=== ABOUT THIS EXERCISE ===
Entries below include pictures. Output exactly the lines from the one with "Find every instance of the concrete" down to the one with "Target = green foliage", both ends included, and leave the pictures out.

Segment Start: LISTED ENTRIES

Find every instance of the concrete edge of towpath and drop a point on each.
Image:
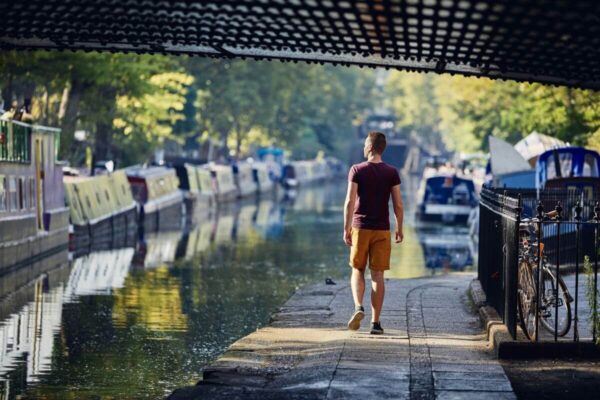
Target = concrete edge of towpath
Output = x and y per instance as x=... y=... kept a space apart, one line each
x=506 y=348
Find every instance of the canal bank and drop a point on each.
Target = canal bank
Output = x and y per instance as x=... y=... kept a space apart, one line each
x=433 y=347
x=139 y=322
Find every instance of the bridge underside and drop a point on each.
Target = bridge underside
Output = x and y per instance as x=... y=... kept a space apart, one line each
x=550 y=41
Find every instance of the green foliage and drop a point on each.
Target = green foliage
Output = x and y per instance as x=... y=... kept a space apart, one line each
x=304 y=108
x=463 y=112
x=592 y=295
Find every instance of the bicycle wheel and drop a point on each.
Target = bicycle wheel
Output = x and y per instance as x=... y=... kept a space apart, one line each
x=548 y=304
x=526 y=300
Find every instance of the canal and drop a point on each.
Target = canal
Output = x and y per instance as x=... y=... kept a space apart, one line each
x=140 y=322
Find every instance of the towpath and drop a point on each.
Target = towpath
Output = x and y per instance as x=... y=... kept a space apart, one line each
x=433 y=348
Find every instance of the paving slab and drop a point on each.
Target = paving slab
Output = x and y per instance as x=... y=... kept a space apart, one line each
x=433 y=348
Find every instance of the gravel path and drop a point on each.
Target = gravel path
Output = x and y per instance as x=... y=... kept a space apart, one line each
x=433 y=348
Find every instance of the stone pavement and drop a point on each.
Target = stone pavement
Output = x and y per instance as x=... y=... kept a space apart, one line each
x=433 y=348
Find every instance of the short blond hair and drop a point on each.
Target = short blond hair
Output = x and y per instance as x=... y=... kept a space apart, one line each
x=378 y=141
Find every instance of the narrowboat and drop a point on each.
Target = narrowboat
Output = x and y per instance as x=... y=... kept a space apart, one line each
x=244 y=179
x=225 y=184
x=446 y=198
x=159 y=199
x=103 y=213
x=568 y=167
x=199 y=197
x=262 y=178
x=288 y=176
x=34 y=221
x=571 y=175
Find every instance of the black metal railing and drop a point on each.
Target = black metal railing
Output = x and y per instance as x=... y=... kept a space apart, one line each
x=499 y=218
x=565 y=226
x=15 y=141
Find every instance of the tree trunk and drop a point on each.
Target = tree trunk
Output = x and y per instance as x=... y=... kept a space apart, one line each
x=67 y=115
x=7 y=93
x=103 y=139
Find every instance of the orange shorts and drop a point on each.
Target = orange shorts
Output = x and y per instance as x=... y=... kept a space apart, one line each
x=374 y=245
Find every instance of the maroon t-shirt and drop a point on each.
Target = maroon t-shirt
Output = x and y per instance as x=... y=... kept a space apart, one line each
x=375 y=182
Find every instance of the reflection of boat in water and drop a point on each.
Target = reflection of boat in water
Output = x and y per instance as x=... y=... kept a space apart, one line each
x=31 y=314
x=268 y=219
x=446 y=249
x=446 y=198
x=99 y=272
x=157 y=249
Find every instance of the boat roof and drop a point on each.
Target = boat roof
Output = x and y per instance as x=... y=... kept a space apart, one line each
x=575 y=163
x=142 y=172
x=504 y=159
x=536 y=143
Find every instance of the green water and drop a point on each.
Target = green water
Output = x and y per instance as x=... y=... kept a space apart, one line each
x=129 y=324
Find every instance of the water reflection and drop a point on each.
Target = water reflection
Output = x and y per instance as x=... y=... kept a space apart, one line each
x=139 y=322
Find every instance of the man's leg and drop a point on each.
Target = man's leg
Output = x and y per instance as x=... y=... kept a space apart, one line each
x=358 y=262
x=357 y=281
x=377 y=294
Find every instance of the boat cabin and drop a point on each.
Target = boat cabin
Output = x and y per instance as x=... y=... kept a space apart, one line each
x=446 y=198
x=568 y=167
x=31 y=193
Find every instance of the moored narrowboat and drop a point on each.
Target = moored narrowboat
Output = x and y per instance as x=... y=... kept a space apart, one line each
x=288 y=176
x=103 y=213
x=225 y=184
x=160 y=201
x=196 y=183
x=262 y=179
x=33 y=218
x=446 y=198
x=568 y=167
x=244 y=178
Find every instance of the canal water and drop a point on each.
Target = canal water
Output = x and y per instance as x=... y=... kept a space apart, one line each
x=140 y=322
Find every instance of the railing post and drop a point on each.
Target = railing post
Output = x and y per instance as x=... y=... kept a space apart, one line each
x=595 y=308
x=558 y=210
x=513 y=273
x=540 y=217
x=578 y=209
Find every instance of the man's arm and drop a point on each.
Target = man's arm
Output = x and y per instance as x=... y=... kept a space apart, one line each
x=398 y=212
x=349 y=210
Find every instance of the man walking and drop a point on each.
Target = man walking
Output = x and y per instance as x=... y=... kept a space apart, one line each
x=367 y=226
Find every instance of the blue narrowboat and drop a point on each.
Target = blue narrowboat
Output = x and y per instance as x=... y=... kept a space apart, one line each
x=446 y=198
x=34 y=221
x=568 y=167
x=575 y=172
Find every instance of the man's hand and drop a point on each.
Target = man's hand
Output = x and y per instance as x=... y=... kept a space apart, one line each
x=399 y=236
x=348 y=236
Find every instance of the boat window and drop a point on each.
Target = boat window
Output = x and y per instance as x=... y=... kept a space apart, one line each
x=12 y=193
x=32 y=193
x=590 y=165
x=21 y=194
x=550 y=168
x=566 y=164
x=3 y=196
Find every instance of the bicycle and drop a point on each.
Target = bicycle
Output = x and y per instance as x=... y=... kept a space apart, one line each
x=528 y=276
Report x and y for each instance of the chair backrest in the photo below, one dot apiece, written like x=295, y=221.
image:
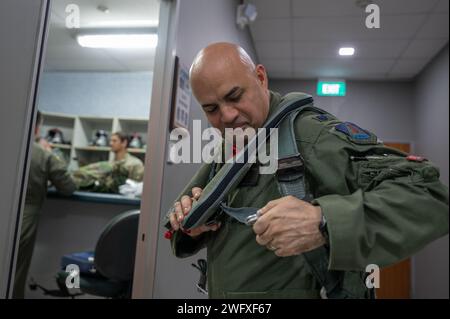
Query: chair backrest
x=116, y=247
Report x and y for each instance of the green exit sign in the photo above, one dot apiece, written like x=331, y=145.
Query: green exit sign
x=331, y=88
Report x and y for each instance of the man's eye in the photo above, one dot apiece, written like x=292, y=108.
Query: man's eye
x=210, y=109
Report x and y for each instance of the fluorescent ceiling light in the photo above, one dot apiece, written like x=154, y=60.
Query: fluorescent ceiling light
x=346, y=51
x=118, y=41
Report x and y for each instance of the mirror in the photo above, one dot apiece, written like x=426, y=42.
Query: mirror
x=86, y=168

Segment End: LISTED ENTRIES
Segment Start: LISTED ENTRIES

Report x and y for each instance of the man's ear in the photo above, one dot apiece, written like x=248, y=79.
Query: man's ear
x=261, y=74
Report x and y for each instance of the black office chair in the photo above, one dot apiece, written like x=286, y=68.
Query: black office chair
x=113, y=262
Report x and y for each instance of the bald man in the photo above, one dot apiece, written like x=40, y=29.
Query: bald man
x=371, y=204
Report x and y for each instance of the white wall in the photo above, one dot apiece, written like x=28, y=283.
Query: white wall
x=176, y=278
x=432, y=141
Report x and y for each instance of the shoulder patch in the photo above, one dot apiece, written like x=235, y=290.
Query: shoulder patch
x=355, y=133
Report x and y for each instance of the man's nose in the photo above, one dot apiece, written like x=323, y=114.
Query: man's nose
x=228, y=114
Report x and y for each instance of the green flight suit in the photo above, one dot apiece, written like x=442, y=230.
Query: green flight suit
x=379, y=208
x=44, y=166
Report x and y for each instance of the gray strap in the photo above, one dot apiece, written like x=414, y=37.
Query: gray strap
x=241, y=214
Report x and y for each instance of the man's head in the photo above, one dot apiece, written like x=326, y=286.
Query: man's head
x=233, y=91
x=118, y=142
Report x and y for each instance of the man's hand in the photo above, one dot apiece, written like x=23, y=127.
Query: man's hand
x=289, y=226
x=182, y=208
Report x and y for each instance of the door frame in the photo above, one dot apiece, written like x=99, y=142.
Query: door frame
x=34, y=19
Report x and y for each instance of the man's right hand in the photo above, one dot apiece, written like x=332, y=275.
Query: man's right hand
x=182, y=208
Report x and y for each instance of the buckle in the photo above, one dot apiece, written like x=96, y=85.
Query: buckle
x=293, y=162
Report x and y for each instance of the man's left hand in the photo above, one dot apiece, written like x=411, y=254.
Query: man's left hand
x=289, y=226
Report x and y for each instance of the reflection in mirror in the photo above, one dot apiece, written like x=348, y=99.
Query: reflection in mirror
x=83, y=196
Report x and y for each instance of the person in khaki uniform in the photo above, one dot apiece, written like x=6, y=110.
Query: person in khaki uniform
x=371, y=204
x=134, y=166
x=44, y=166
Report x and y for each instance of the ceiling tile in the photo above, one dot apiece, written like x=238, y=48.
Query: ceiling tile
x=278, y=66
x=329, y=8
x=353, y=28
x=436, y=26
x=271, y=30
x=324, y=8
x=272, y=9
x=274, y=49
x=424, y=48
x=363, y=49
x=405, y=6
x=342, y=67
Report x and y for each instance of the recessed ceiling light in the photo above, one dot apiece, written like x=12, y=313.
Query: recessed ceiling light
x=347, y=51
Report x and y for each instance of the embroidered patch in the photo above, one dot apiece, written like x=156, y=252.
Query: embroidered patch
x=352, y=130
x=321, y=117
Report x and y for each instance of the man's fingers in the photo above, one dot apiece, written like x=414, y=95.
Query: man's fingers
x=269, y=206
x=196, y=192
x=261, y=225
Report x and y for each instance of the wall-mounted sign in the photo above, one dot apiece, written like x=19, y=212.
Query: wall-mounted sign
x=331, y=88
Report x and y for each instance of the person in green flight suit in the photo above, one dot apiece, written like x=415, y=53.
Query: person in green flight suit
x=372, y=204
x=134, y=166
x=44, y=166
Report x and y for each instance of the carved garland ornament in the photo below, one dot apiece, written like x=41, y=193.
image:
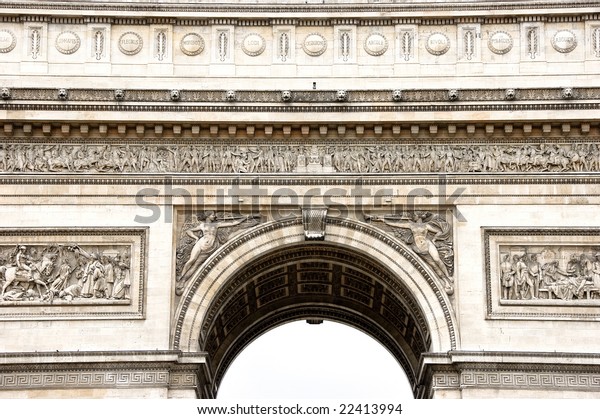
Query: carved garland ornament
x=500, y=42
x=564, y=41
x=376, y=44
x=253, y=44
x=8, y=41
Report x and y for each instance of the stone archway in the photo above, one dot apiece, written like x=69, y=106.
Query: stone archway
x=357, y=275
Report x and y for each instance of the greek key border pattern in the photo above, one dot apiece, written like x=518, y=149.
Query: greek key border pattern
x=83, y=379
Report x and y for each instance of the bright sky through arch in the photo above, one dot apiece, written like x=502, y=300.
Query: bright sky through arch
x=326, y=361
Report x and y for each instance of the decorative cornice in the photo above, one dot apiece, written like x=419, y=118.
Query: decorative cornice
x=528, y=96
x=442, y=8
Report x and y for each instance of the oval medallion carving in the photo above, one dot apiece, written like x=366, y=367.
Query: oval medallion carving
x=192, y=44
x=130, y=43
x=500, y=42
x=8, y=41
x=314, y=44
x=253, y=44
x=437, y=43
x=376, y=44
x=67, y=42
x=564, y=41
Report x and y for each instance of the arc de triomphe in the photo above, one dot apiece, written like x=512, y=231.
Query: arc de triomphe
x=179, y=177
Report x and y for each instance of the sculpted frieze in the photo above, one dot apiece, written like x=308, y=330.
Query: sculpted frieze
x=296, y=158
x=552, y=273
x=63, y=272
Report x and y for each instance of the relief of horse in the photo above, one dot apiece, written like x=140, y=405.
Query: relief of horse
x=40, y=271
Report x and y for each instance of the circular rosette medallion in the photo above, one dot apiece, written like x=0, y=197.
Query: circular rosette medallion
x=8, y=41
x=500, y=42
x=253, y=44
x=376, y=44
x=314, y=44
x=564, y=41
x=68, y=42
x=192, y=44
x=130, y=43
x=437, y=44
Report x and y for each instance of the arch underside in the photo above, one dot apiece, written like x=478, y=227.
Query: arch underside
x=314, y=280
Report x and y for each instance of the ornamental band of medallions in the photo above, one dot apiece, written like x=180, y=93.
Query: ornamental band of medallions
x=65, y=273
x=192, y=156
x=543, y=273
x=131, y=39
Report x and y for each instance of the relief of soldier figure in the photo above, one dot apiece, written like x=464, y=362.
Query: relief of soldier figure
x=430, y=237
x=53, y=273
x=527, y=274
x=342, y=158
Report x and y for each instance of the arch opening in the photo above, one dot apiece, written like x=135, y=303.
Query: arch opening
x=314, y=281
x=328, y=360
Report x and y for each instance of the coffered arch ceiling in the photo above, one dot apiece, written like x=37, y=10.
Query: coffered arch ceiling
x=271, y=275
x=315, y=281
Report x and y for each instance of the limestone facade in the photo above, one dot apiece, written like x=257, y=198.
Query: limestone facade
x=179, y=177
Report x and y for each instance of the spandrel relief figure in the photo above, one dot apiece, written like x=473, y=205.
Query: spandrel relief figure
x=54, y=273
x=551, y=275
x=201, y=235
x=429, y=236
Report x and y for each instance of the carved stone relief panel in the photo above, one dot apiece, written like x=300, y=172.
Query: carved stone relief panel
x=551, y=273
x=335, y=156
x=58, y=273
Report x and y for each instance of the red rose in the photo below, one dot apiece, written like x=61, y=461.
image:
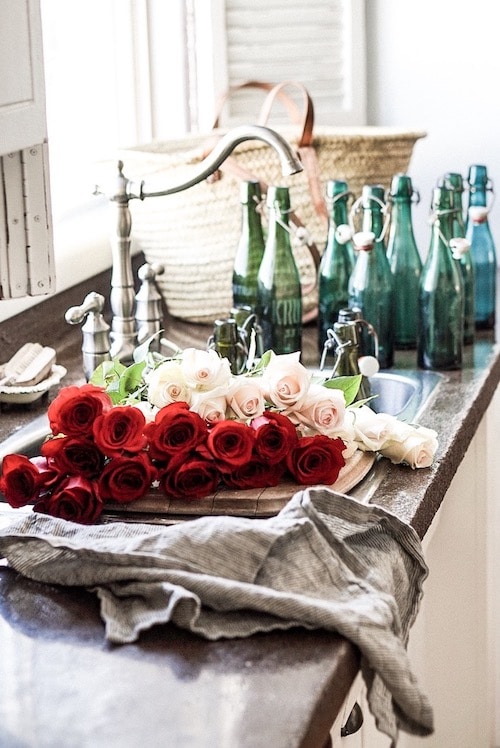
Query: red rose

Segment End: LISTED ENTRIES

=== TASK SOLUTION ===
Find every instance of the concrete edge of towpath and drop a point on each.
Image:
Target = concrete edge of towpath
Output = x and y per instance as x=... y=... kept a space apart, one line each
x=506 y=348
Find every instance of the canal bank and drop a point on each.
Target = canal bank
Output = x and y per instance as x=... y=... kept a space apart, one line each
x=433 y=347
x=139 y=322
Find every instance of the bridge underside and drop a point on each.
Target = bridge underside
Output = x and y per instance as x=... y=... kept a space apart, one line each
x=550 y=41
Find every instance of the green foliage and drop a point on each.
Target = green foliage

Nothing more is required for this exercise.